*Aim of the exercise*
Select each line of the listing below that contains the word "panel" and copy those lines out in full.

*Exercise materials*

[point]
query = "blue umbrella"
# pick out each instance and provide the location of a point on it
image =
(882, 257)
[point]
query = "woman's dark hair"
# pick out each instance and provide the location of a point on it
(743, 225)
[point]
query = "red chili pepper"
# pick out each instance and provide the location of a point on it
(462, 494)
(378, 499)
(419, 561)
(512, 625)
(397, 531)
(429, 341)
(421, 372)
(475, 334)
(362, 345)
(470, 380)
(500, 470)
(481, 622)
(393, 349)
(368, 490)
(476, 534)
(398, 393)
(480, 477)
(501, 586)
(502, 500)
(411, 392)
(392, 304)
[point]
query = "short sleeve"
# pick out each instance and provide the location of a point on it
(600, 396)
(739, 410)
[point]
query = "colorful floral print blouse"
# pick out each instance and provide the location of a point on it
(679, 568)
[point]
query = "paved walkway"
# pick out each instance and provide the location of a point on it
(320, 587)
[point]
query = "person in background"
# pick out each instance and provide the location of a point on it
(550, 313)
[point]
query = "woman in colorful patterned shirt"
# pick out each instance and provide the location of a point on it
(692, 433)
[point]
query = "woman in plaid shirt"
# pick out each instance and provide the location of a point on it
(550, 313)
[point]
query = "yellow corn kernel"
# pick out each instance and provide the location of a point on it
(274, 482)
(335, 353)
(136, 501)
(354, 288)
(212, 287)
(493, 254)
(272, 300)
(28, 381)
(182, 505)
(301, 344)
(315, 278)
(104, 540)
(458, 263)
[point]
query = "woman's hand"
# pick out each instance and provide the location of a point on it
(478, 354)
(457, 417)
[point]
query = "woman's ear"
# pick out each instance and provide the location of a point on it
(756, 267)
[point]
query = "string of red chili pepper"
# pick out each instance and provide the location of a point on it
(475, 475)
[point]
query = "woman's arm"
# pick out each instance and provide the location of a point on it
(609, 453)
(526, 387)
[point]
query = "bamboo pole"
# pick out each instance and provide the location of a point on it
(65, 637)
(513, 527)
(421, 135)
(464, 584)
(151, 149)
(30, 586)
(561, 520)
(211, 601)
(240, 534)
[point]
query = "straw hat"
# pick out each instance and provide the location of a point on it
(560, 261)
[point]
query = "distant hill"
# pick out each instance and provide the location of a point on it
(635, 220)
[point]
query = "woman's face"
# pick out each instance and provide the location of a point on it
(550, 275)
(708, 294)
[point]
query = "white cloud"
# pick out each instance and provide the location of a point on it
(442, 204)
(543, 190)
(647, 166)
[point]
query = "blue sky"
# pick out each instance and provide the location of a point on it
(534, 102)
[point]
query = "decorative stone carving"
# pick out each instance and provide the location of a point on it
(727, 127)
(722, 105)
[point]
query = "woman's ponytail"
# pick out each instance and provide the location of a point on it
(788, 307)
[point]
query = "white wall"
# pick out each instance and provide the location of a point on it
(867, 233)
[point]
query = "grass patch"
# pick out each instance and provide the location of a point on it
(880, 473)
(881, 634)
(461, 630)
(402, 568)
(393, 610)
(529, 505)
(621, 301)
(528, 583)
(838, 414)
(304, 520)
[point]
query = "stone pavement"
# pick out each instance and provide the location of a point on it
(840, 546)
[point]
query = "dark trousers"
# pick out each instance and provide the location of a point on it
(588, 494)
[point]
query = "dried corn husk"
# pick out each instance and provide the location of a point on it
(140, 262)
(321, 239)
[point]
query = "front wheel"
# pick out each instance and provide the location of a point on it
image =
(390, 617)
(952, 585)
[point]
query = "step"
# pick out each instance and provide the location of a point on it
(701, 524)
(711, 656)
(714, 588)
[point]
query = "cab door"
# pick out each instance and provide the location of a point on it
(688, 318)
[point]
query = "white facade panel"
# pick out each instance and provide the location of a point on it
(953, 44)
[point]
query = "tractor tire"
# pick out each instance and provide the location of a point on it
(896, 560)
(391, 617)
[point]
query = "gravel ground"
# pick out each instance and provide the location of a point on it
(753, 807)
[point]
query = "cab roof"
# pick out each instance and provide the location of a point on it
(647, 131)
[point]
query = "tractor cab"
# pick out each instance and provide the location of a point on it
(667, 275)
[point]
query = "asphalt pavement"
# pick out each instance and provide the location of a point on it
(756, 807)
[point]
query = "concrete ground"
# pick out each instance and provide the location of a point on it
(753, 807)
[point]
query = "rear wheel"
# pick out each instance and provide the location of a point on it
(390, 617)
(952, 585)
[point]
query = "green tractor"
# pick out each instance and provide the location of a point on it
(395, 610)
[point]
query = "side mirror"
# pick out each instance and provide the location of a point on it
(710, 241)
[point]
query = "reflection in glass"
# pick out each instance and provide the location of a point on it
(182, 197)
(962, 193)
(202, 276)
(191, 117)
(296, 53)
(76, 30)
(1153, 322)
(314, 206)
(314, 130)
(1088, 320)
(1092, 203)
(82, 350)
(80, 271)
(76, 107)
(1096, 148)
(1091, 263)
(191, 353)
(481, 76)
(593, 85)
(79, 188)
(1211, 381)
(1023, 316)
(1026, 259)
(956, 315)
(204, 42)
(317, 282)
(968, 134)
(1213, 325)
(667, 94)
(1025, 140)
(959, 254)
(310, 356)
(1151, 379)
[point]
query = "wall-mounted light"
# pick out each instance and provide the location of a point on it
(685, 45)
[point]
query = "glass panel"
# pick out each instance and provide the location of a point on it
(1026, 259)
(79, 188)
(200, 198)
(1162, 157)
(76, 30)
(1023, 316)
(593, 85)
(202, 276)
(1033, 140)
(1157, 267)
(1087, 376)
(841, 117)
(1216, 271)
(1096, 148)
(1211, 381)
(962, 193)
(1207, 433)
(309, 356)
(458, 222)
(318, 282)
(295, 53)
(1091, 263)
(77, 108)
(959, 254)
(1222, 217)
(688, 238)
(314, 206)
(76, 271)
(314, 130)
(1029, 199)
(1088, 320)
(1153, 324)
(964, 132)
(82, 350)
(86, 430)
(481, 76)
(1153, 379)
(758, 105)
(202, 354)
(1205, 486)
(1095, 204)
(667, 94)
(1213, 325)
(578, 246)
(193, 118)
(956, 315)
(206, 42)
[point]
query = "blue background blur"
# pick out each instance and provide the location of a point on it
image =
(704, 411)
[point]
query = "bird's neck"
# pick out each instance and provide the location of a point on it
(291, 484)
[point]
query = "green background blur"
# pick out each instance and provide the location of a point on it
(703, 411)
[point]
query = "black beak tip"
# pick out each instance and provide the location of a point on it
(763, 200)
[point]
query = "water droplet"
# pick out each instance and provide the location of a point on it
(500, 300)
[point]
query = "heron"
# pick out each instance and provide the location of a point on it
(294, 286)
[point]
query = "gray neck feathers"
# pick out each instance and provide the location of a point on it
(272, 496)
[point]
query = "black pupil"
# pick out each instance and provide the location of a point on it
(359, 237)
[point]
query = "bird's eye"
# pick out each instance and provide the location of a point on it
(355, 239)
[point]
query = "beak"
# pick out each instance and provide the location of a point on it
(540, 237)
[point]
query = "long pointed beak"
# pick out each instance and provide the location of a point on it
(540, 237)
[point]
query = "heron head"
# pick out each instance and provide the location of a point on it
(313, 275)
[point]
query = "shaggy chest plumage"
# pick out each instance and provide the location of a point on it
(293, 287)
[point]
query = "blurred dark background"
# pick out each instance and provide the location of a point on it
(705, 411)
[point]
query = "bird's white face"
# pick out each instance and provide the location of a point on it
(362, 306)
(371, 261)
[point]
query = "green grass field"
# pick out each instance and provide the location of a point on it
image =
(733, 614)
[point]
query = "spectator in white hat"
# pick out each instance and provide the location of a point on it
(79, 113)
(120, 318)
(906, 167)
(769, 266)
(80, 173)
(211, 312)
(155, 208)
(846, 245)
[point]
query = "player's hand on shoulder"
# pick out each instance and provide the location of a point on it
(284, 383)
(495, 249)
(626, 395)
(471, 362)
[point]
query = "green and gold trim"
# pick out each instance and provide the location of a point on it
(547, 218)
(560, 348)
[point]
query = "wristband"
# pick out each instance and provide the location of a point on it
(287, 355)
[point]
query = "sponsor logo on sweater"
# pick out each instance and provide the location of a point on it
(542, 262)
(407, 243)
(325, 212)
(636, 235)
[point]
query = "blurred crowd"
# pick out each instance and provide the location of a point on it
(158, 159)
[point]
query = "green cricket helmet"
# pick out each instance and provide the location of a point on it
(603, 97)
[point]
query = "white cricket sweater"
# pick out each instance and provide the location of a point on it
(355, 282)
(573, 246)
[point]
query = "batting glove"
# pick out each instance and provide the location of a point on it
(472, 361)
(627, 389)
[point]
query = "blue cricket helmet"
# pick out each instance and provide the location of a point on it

*Solution for this task*
query = "white facade panel"
query = "glass panel"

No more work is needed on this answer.